• [Exercise aim]:
Write out every line of the records below word for word, leaving out the pictures.

____ Working data

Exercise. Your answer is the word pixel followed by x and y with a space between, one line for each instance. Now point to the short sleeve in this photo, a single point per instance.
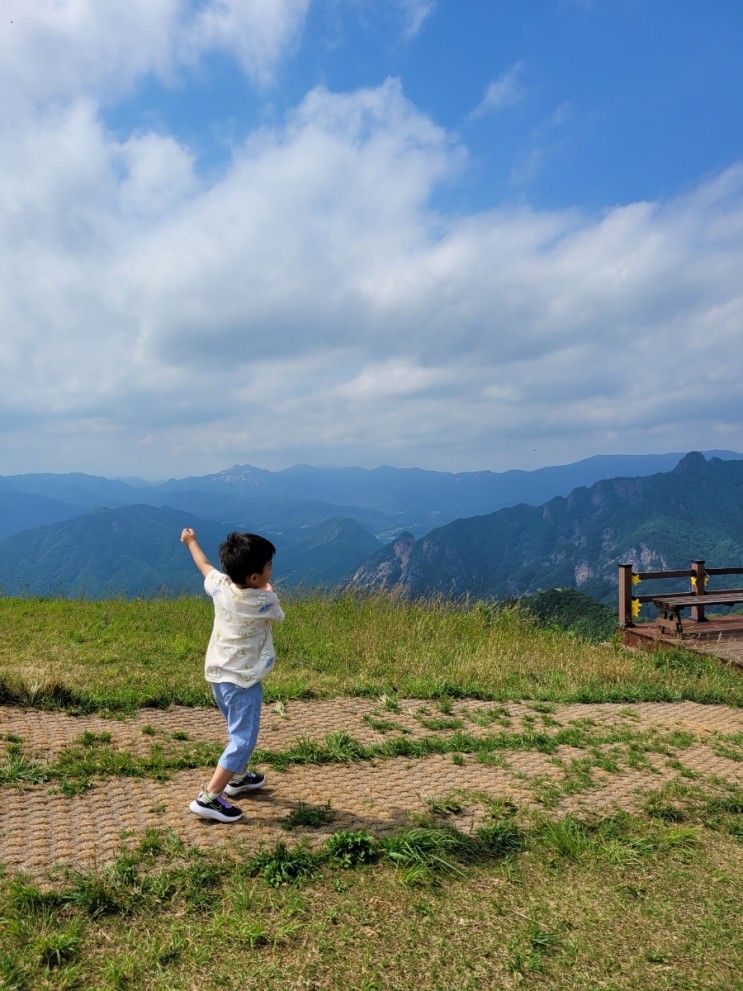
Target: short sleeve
pixel 212 581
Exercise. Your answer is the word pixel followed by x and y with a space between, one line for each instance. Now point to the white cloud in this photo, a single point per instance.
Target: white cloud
pixel 58 49
pixel 257 32
pixel 414 14
pixel 311 303
pixel 505 91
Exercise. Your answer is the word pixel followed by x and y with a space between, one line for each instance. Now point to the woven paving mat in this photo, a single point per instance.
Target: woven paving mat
pixel 40 829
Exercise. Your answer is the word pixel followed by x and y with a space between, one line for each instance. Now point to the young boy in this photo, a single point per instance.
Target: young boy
pixel 240 654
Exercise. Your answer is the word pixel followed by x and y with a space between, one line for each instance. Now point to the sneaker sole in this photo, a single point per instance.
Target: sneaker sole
pixel 211 814
pixel 242 790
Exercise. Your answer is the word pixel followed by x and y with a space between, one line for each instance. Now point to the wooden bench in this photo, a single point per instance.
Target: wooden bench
pixel 669 608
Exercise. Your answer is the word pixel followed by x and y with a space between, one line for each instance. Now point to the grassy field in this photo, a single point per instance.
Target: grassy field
pixel 122 655
pixel 619 903
pixel 531 899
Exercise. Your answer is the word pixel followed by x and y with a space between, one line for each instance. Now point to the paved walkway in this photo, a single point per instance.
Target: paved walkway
pixel 41 828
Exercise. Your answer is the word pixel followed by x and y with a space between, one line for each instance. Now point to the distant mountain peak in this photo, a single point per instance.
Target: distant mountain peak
pixel 692 461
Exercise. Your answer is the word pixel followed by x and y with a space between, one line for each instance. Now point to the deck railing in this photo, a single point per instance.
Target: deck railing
pixel 698 575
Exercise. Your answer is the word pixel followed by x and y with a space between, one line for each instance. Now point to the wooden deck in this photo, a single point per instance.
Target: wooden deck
pixel 721 636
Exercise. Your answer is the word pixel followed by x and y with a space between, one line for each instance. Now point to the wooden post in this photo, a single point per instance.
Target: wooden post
pixel 625 596
pixel 697 612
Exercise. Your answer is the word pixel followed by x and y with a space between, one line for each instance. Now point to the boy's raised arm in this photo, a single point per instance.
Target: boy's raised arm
pixel 188 537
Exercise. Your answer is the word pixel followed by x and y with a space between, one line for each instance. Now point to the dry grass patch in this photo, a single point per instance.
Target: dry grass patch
pixel 124 655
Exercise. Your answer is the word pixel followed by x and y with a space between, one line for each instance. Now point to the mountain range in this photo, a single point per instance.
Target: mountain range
pixel 87 535
pixel 657 523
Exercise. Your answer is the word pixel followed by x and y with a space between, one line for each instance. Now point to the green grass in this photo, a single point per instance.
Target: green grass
pixel 615 902
pixel 120 656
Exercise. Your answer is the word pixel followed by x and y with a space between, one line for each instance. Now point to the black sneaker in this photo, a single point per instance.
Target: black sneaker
pixel 216 808
pixel 248 782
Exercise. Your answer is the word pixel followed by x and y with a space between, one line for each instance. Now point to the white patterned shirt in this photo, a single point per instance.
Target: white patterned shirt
pixel 240 649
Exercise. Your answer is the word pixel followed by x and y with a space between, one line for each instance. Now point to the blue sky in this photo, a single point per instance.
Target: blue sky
pixel 454 233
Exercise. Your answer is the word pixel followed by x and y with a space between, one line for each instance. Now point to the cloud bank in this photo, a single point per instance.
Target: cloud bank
pixel 312 303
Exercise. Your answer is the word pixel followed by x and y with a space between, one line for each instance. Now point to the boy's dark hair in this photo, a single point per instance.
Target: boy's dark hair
pixel 245 554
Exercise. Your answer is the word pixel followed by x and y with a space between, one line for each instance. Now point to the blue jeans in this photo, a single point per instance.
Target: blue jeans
pixel 241 708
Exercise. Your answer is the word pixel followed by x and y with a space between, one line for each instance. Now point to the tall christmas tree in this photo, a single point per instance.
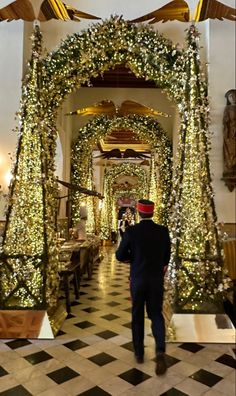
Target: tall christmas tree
pixel 196 271
pixel 28 270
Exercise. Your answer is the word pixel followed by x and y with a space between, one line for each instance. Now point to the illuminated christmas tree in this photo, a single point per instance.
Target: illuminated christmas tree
pixel 28 277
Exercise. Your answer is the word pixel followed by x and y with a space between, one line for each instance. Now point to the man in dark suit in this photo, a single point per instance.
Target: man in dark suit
pixel 146 246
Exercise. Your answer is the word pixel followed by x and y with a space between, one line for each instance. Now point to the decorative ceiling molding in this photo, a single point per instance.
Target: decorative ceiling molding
pixel 50 9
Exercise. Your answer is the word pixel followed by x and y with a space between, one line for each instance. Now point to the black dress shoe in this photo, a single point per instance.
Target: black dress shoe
pixel 161 366
pixel 139 359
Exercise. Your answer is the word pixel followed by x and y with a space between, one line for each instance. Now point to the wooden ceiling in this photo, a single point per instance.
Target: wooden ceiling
pixel 123 139
pixel 121 77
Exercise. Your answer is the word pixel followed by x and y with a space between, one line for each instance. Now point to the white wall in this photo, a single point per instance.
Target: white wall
pixel 221 79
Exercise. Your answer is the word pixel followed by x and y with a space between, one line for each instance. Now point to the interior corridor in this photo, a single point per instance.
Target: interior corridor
pixel 92 354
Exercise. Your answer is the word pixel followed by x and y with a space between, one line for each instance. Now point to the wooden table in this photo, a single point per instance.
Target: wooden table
pixel 75 259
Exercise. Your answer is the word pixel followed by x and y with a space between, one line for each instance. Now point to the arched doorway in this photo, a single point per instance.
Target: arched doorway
pixel 29 237
pixel 146 128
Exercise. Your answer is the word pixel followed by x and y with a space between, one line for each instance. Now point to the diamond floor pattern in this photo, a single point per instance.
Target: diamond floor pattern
pixel 92 354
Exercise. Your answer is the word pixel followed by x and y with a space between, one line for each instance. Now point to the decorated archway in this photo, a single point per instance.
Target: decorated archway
pixel 109 177
pixel 147 129
pixel 29 259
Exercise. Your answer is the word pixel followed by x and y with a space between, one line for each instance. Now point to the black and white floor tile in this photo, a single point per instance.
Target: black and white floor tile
pixel 92 354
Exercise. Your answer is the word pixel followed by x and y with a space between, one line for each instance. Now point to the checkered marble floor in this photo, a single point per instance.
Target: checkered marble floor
pixel 92 354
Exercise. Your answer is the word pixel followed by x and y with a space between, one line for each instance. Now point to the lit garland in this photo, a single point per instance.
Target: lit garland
pixel 154 193
pixel 147 129
pixel 30 234
pixel 196 271
pixel 90 223
pixel 110 175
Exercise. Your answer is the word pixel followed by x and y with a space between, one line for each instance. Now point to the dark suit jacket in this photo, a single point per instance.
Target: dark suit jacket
pixel 147 246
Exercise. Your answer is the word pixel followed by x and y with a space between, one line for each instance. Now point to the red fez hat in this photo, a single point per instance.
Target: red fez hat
pixel 145 206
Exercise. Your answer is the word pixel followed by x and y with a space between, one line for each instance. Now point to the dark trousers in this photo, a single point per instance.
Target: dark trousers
pixel 149 293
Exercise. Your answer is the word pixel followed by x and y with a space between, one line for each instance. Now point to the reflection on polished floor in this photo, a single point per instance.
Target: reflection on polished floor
pixel 92 354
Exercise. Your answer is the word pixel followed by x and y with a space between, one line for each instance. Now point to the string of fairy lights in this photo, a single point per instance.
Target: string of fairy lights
pixel 110 175
pixel 196 273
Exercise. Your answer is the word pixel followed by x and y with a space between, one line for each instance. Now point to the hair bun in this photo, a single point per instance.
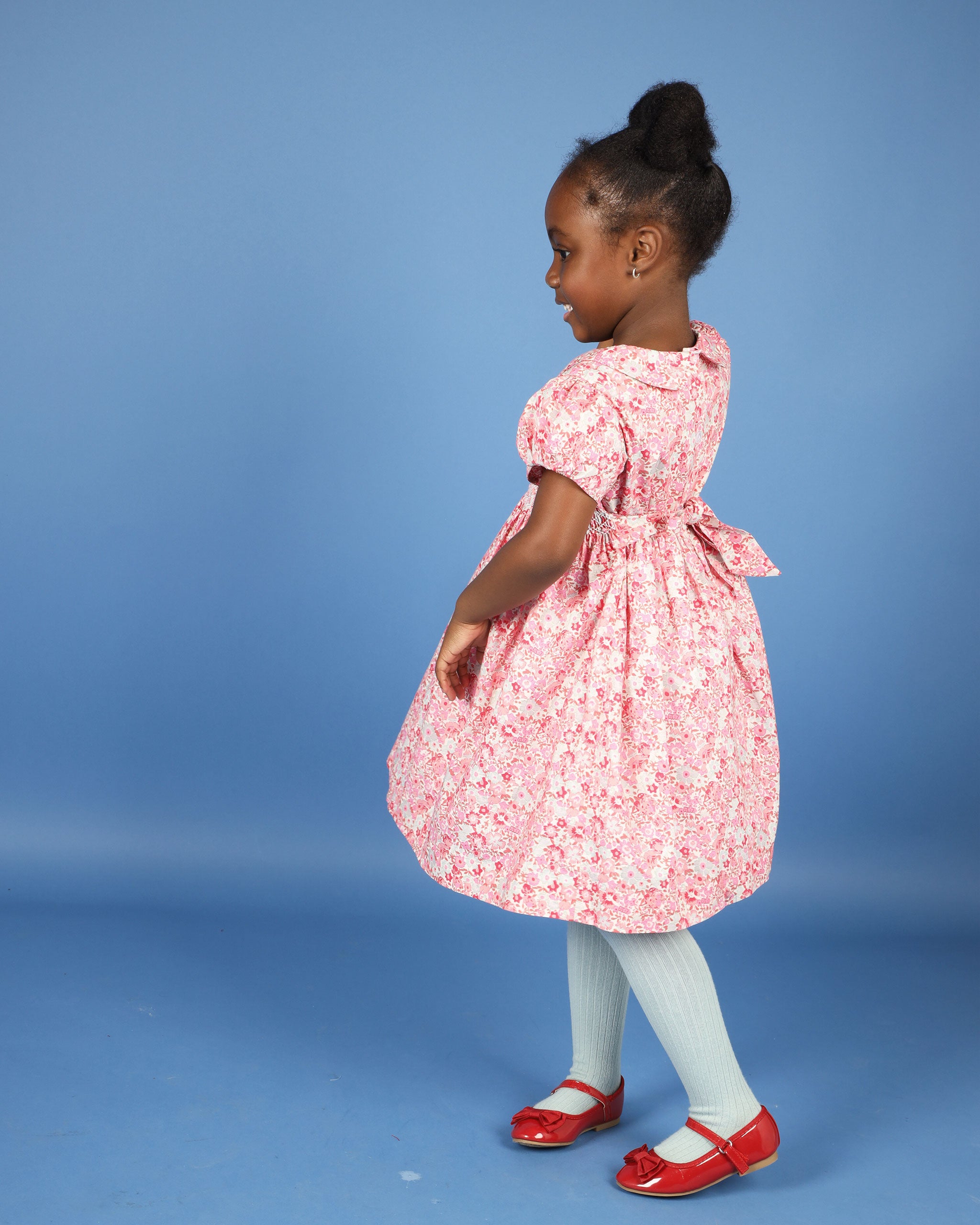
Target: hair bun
pixel 673 126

________

• [Output for this exercise]:
Exercise. Your answer is the word pixel followed by x and y with a space between, one line for each instance. Now point to the short sleeve in this photo, a single point per instance.
Target: short sleeve
pixel 212 581
Exercise. Your answer is the word pixel followed by x and y with a space between, one line for each instance. Now point to the white cloud in this photo, a single point per instance.
Target: white cloud
pixel 58 49
pixel 257 32
pixel 414 14
pixel 311 303
pixel 505 91
Exercise. Your answer is the word pixel followed by x and y with a space between, one line for each instance. Now point to the woven paving mat in this photo, a single point per instance.
Target: woven paving mat
pixel 40 829
Exercise. Your answer is the word pixel followed by x and y with a space between, one line for each instance. Now point to the young boy in this photo, a single point per instance.
Target: young boy
pixel 240 654
Exercise. Your answer is the word pixel followed by x and y with a space between, one line for each instance. Now point to the sneaker sole in this photo, a single point per instance.
Target: sneaker sole
pixel 211 814
pixel 242 790
Exercise. Your answer is the word pixel followed by x and y with a space between, one line for each instance. Now point to the wooden bench in this photo, a single point per instance.
Target: wooden bench
pixel 669 608
Exercise. Your answer is the word pixel followed by x and y with a space between, one line for each instance. Now point to the grassy field in this photo, a single point per instance.
Target: grassy field
pixel 122 655
pixel 619 903
pixel 531 899
Exercise. Your answer is the word pixel followed by x and y with a space between, one line for each instance. Now point to the paved walkway in this photo, a single point per instance.
Target: paved walkway
pixel 41 828
Exercise. Your answer is the word pixel followed by x and y with a space between, one line for each instance. Now point to the distant mountain peak in this photo, a single point per instance.
Target: distant mountain peak
pixel 692 461
Exercise. Your answer is the word pixel followed by x and y with a space between, one line for each instance. Now point to the deck railing in this photo, a single point per instance.
Target: deck railing
pixel 698 575
Exercise. Your answer is the word pixel followed by x and y with a space between, one line for each instance. Now point to the wooden deck in this photo, a single point per instance.
Target: wooden deck
pixel 721 636
Exercise. Your answer is the word pixel followed by x and y with a space between, one line for each instance. Now point to the wooden post in this photo, a single point per instance.
Target: wooden post
pixel 625 596
pixel 697 612
Exercise. Your answer is the word pixel followed by x and y with a space between, one line for each instance. Now point to the boy's raised arm in this photo, a single point per instance.
Target: boy's raised arm
pixel 188 537
Exercise. Your answer is the word pixel followed by x and y with a space between, one line for each instance. Now point to the dry grass patch in this photo, a single point per instance.
Target: dry grass patch
pixel 124 655
Exercise. Your answer is the word pixel followed by x and y with a space between, one line for each instance. Now point to the mountain range in this photo, a single point per instance.
Target: mountain range
pixel 87 535
pixel 657 523
Exercise. Your answer is the word pixel followed by x and y with a space between, one line for each instance. Now point to the green grass in this photo, a single point per instance.
Target: green grass
pixel 615 902
pixel 120 656
Exercise. Your answer is the word pixel followed by x and y with a space between, one line for each instance. Now point to the black sneaker in this photo, a single point per instance.
Target: black sneaker
pixel 216 808
pixel 248 782
Exercise. Your answer is the word pixel followed by x and y with a space between, one line for each instance. Now point to the white patterned shirt in this photo, a single point per instance.
Target: white patterned shirt
pixel 240 649
Exercise. Your answer is the word pixel followed by x and y with a space between, one line for each instance. Now point to the blue sky in this photo, a single point per instance.
Target: blue sky
pixel 454 233
Exercise. Your answer is the word pixel followed by x and y with a space between, one line for each instance. Now point to the cloud bank in this photo, a single point per instance.
Target: cloud bank
pixel 312 303
Exercise. Your answer is the word pixel followed by x and y with a space between, one line for each instance. Now point to the boy's dark hair in this photo, a single point per instance.
Target: boy's dark hair
pixel 245 554
Exercise. Your answer is the word pixel followed by x and y with a space between, one line for each instance. Now point to the blue jeans in this photo, a single point per instance.
Target: blue jeans
pixel 241 708
Exercise. Your answer is the word pixel followed by x and y with a space between, one line for each instance. Now point to the tall christmas tree in this photo, a single point per instance.
Target: tall christmas tree
pixel 196 271
pixel 28 270
Exercise. Your answer is the word pixel followed by x and y with a space between, one line for each instance. Now point to the illuminated christmas tree in this photo, a single point per instance.
Target: illuminated christmas tree
pixel 28 277
Exercise. Your answer is the word pixel followed by x and y with a space between, one line for each instance. Now point to the man in dark suit in this photo, a single point per instance.
Target: man in dark suit
pixel 146 246
Exercise. Your answer is the word pixel followed by x and y with a space between, one line for each instance. Now point to the decorative ceiling molding in this photo, a single point per instance.
Target: decorative ceiling molding
pixel 50 9
Exercise. Your answer is the word pixel followed by x and y with a space between, one line for each instance. Now point to the black dress shoe in this photo, a single point per instance.
Target: black dress shoe
pixel 161 366
pixel 139 359
Exercise. Your answer is the word pixel followed by x and y with a space between, one line for each instance. Now point to the wooden ceiling in this photo, a single point per instance.
Target: wooden ceiling
pixel 123 139
pixel 121 77
Exercise. Your answer is the word pixel followed by x and y with a space between, one line for each instance. Now point to the white wall in this photo, a single point per instance.
Target: white wall
pixel 221 79
Exercise. Your answer is the word pixel followed by x and y with a space between, one line for each instance. Now point to the interior corridor in this photo, a single point per instance.
Target: interior corridor
pixel 92 354
Exercise. Your answer is the word pixel followed by x and y with a space between, one line for each instance. Now point to the wooden table in this photo, a single point per instance.
Target: wooden table
pixel 75 259
Exercise. Your answer is the word pixel followed by x and y with a space between, one line for each instance. Now point to the arched doorway in this photo, a single point per instance.
Target: arched doorway
pixel 29 237
pixel 146 128
Exercise. Your answer is the word pixel followed by x and y with a space between, one line for each instance. Now point to the diamond floor pattern in this photo, a single point per instance.
Target: diamond floor pattern
pixel 92 354
Exercise. Your answer is the word pixel followed by x and y with a space between, one line for each instance. Now point to the decorated archway in this photo, a single point per instance.
Target: decorated archway
pixel 109 177
pixel 147 129
pixel 29 259
Exercise. Your answer is the word pixel followed by x and y with a space between, one line for each instance. Now point to the black and white floor tile in this photo, a single point per instance.
Target: black and white floor tile
pixel 92 354
Exercise. Your answer is the word pixel followed by x and y with a space between, one line for each instance. Now point to the checkered marble floor in this photo, a single point per instance.
Target: checkered marble floor
pixel 92 354
Exercise. Your answer is the word pixel followed by x and y with a space between, one line for each instance. Now point to the lit garland in this photo, a single point per instance.
Target: lit garland
pixel 154 193
pixel 147 129
pixel 30 234
pixel 196 271
pixel 90 223
pixel 110 175
Exercise. Your answer is the word pixel followed by x and y with a space between, one line for each instance. Now point to the dark suit jacket in this photo, a single point per instance.
Target: dark suit jacket
pixel 147 246
Exercise. Your answer is the word pixel followed by x and y with a space between, one line for each instance. Now point to the red fez hat in this photo, a single point per instance.
Target: red fez hat
pixel 145 206
Exercise. Your answer is the word pixel followed by x and y with a space between, one line for each instance. Now point to the dark trousers in this photo, a single point per instance.
Target: dark trousers
pixel 149 293
Exercise. Your answer is the word pixel followed by x and y with a space between, one line for each instance. Now point to the reflection on polished floor in this photo, a single point per instance.
Target: reflection on polished floor
pixel 92 354
Exercise. Your answer is the word pixel followed by x and y with a space between, one line for each instance. Now point to the string of fairy lights in this photo, a single point per instance.
Target: string of fairy lights
pixel 110 175
pixel 196 273
Exercise. Your answer is the word pixel followed by x and y with a space between, one line for each instance. Now point to the hair bun in this photo, a single point per instance.
Target: hair bun
pixel 673 126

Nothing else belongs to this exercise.